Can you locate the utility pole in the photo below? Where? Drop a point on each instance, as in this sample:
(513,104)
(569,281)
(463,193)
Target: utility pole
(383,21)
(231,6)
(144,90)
# # #
EXERCISE REQUIREMENTS: Send back the complete listing, identical to the original in every line.

TASK SOLUTION:
Can you locate the utility pole in the photo below? Where? Drop a point on each instance, as in this sample:
(513,104)
(569,281)
(463,193)
Target: utility pole
(383,21)
(231,6)
(144,90)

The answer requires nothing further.